Kesadaran Orang Muda Menagih Komitmen Transisi Energi Sektor Perbankan

Cintya Faliana Penulis

10 Desember 2025

total-read

4

6 Menit membaca

Kesadaran Orang Muda Menagih Komitmen Transisi Energi Sektor Perbankan

Kredit foto: ENTER Nusantara

 

Kesadaran lingkungan di kalangan orang muda semakin meningkat. Hal ini, menurut survei Youth Sustainability Index 2025, berasal dari kekhawatiran terhadap ancaman iklim di masa depan.

 

Fenomena ini pun mengarah kepada sentimen anak muda terhadap energi fosil yang semakin negatif. Di tingkat global, ribuan orang muda dari 150 negara berkumpul untuk menolak pendanaan energi fosil dan menuntut transisi energi yang adil pada awal November lalu. Beberapa tahun sebelumnya, remaja di Australia mengajukan gugatan (class action) tentang perluasan tambang batu bara Whitehaven Coal’s Vickery.

LATIHAN 1:
Dalam teks tentang kesadaran orang muda dan transisi energi, orang muda yang berkumpul pada awal November berasal dari berapa negara?
LATIHAN 2:
Sebutkan nama survei, nama negara, dan nama tambang yang disebut dalam paragraf isi teks tentang kesadaran orang muda dan transisi energi.
LATIHAN 3:
Lanjutkan teks tentang kesadaran orang muda dan transisi energi mulai setelah kalimat terakhir yang tercantum.

Catatan penunjukan:
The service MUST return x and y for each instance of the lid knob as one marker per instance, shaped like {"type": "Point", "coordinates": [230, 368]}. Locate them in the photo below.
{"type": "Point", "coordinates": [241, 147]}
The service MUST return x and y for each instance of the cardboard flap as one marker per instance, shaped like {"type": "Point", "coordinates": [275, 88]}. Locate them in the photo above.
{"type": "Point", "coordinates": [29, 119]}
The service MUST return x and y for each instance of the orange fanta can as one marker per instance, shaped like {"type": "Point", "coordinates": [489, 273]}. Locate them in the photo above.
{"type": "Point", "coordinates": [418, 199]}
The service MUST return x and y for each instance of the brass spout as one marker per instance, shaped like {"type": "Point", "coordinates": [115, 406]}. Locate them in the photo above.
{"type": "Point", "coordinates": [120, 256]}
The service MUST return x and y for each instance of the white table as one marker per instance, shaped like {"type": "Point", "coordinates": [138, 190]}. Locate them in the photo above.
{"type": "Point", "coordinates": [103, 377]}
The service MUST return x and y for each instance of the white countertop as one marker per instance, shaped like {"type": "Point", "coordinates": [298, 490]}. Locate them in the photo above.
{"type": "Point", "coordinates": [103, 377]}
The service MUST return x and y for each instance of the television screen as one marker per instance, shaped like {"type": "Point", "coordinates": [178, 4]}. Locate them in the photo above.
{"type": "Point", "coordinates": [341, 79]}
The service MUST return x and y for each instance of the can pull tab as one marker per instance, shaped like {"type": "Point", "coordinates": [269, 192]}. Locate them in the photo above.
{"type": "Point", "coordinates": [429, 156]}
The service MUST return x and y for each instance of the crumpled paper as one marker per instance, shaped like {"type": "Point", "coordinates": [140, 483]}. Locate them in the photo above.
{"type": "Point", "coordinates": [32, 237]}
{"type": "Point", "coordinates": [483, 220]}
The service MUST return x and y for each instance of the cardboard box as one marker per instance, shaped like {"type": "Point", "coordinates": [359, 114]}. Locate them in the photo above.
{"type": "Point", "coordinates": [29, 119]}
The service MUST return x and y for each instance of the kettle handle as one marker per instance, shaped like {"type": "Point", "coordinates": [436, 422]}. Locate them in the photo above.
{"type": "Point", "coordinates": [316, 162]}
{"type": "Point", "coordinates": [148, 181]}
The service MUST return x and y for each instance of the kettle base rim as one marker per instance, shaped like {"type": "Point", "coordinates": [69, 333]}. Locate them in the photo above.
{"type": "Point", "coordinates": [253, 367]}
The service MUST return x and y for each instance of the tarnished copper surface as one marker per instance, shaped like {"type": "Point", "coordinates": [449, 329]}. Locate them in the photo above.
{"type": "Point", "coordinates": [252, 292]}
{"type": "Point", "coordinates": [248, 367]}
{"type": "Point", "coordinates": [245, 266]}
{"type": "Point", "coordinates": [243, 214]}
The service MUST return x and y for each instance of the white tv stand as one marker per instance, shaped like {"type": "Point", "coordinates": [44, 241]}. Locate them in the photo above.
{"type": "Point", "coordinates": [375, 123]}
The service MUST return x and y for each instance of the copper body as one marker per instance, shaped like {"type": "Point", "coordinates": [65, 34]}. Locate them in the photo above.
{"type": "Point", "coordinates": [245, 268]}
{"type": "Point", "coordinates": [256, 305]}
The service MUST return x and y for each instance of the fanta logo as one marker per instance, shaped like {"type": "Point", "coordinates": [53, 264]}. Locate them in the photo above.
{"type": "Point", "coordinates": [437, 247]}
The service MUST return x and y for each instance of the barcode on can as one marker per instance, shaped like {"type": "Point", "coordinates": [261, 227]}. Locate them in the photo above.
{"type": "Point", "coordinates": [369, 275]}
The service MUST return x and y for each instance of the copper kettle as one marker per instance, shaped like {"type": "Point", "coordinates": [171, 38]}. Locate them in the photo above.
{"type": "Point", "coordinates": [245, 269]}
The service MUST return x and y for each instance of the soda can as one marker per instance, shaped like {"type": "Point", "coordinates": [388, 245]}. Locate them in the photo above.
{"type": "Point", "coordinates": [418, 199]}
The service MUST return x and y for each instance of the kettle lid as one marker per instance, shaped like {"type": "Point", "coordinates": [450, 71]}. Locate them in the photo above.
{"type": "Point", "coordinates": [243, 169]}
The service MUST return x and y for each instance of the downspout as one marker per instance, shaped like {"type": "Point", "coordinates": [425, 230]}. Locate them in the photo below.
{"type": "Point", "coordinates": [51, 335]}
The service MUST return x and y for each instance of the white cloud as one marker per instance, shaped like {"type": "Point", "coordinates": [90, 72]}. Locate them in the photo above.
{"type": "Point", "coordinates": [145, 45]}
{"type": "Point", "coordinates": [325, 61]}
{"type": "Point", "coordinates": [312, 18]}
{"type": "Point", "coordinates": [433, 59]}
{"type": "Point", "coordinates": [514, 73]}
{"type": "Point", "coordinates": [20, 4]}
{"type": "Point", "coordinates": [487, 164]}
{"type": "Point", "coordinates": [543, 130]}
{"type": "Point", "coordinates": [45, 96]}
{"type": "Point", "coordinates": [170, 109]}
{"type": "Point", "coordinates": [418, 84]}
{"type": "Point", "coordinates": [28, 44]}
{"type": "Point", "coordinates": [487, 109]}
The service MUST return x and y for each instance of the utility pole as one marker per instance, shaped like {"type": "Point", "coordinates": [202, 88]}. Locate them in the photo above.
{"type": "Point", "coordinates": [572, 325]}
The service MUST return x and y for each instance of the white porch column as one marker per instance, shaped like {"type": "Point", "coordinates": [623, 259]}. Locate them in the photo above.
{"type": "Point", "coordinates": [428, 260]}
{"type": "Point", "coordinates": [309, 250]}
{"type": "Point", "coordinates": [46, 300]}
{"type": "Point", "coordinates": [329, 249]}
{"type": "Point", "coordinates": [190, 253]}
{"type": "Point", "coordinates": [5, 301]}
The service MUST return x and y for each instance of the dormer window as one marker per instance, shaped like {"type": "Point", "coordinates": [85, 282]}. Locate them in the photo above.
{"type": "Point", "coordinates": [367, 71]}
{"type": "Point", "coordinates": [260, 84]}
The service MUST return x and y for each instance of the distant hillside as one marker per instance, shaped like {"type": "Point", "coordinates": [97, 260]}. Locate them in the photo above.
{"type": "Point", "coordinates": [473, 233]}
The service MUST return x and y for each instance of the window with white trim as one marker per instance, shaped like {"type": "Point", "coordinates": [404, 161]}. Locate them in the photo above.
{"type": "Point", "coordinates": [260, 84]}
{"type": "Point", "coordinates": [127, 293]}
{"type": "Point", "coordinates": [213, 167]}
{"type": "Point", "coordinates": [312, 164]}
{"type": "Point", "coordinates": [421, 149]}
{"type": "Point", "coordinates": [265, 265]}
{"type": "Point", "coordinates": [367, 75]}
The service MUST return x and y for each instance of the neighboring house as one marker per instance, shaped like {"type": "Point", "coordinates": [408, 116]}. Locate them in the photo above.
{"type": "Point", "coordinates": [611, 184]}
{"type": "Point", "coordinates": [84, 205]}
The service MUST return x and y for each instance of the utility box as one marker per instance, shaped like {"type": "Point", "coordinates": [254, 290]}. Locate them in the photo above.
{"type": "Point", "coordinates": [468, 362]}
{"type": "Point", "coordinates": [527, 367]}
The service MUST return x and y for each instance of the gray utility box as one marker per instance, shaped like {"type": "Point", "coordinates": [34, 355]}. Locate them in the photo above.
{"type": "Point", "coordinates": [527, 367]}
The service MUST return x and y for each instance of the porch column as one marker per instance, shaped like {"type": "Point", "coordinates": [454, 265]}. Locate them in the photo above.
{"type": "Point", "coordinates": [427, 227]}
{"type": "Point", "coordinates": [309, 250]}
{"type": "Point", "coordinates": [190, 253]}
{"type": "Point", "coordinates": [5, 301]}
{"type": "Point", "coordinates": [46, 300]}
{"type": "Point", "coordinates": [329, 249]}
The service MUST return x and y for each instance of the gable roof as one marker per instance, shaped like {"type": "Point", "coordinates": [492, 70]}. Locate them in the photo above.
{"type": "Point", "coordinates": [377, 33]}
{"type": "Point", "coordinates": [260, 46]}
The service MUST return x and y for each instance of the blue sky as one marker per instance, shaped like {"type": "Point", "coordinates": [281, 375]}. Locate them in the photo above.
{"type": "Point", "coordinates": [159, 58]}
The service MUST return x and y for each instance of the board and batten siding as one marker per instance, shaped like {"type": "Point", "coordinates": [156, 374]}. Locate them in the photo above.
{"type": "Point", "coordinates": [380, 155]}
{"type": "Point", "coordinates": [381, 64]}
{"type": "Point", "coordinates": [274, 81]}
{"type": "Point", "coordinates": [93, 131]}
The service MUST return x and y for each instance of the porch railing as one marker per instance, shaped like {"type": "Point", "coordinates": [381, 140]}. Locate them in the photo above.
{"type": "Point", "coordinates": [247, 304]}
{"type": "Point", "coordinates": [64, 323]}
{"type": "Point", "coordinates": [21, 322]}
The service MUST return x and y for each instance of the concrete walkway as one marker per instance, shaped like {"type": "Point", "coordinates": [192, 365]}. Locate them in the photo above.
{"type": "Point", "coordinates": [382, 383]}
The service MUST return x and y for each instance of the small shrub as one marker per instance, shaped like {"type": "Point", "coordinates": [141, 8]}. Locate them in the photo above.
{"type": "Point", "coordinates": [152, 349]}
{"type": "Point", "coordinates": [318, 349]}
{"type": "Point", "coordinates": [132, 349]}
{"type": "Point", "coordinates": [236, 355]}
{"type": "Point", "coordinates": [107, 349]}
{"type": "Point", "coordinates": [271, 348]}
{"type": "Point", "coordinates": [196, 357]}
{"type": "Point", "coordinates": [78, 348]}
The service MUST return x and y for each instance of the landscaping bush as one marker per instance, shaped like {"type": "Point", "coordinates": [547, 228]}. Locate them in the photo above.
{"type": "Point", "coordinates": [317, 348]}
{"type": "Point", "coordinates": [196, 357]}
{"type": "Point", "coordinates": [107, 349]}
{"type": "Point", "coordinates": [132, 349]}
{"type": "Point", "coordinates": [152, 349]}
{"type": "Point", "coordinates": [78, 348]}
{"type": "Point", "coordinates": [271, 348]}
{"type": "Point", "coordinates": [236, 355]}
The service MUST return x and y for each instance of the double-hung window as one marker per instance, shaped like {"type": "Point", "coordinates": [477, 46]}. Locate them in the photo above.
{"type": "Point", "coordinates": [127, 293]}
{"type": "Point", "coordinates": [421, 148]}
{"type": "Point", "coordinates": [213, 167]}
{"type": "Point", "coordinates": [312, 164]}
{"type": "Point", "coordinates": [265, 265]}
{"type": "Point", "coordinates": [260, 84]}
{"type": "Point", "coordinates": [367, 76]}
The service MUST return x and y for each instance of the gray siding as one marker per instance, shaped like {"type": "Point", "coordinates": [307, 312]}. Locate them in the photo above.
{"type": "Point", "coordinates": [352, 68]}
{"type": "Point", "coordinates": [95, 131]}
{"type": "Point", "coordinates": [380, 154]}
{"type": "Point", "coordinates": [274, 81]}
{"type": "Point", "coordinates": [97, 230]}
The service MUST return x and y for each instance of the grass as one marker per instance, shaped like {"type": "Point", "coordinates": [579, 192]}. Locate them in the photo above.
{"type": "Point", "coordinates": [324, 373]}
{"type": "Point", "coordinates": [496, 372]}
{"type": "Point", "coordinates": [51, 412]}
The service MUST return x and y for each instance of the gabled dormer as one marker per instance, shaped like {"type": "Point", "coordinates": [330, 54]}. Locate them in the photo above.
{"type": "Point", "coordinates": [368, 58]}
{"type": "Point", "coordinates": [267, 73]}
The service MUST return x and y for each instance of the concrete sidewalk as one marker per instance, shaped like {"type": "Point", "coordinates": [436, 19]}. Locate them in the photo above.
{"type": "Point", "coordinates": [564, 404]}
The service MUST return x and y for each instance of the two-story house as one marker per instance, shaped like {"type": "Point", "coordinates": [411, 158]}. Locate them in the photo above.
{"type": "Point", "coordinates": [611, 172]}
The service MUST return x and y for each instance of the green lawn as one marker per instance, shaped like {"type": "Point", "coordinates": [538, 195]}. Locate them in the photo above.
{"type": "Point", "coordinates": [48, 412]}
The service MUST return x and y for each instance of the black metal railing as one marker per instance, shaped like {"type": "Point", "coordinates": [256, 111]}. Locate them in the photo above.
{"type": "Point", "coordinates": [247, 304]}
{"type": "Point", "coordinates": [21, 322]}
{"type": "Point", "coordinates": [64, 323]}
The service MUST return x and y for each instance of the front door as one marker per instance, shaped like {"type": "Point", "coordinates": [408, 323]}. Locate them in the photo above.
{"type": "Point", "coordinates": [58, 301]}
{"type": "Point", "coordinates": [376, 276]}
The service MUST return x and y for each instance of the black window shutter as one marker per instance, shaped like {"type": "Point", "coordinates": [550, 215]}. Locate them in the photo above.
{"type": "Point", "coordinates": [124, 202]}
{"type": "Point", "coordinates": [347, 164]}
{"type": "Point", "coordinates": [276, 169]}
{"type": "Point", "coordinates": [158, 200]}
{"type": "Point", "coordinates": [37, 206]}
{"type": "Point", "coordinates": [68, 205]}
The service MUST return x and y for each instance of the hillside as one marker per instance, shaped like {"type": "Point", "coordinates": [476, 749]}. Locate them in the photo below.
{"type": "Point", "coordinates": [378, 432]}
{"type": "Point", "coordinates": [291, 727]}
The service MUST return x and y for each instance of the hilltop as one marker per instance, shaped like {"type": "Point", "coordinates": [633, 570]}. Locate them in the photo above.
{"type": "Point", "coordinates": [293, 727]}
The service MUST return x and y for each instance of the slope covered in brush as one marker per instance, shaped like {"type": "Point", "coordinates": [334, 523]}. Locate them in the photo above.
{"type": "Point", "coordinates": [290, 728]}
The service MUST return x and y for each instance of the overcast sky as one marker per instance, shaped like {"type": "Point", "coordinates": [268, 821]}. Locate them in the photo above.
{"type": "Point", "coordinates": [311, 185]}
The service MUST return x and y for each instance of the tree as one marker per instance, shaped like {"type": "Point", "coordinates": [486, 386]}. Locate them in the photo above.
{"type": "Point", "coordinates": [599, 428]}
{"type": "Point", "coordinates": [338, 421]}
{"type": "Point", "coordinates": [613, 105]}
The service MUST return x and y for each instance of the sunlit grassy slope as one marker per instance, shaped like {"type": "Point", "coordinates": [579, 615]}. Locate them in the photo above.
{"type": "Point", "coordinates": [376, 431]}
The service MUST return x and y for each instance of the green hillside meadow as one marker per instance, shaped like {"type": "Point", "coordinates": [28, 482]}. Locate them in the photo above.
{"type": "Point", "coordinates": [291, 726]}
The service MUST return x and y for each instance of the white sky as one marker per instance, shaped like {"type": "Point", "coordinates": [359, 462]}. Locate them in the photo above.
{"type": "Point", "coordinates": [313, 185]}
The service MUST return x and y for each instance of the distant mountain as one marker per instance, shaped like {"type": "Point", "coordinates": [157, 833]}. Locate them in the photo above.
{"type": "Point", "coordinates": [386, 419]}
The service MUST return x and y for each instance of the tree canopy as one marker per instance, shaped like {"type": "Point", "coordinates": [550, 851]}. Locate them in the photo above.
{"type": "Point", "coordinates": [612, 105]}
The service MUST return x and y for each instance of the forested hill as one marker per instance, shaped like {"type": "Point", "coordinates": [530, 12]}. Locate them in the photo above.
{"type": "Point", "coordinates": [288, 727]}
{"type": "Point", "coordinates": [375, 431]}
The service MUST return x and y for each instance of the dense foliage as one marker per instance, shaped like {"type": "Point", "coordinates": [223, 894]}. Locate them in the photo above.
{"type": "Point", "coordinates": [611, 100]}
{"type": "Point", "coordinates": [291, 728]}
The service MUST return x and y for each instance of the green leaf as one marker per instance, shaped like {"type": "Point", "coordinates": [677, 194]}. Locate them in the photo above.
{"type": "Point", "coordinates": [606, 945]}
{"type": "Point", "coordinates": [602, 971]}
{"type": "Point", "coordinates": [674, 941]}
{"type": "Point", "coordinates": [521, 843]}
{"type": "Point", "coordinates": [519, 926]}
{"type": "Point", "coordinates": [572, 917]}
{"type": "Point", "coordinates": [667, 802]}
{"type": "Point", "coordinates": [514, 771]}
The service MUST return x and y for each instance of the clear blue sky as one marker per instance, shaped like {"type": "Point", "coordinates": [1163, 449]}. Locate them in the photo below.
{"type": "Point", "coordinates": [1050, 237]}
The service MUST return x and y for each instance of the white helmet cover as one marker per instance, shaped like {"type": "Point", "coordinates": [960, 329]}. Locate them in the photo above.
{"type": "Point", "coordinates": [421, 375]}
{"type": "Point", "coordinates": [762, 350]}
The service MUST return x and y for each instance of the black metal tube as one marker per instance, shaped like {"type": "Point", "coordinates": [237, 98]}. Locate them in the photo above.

JAWABAN YANG DIHARAPKAN 1:
150 negara.

JAWABAN YANG DIHARAPKAN 2:
Youth Sustainability Index 2025 (survei), Australia (negara), Whitehaven Coal’s Vickery (tambang).

JAWABAN YANG DIHARAPKAN 3:
 

Fenomena serupa juga terjadi di Indonesia. Survei terbaru dari ENTER Nusantara menyebutkan bahwa kesadaran lingkungan anak-anak muda cukup tinggi. Kesadaran ini dapat menjadi bekal Indonesia untuk mendorong sektor perbankan meninggalkan pembiayaan energi fosil dan beralih ke sektor energi terbarukan. 

 

Persepsi orang muda soal perbankan

Hasil survey ENTER Nusantara terhadap 312 orang muda (18–35 tahun) menunjukkan nasabah perbankan di Jabodetabek sudah melek terhadap isu lingkungan. Secara persentase, 73% orang muda melek lingkungan dengan 40% di antaranya participant dan 33% di antaranya adalah activist

 

Secara definisi, participant adalah mereka yang tertarik pada isu seperti lingkungan dan HAM termasuk mengikuti perkembangannya dengan keterlibatan yang terbatas. Sedangkan, activist adalah orang yang menyadari isu-isu tersebut serta sering terlibat dalam beberapa kegiatan yang terorganisir. Meskipun, activist berbeda dengan frontliner yang kemungkinan besar menjadi inti gerakan dengan merespons kebijakan atau terlibat dalam organisasi.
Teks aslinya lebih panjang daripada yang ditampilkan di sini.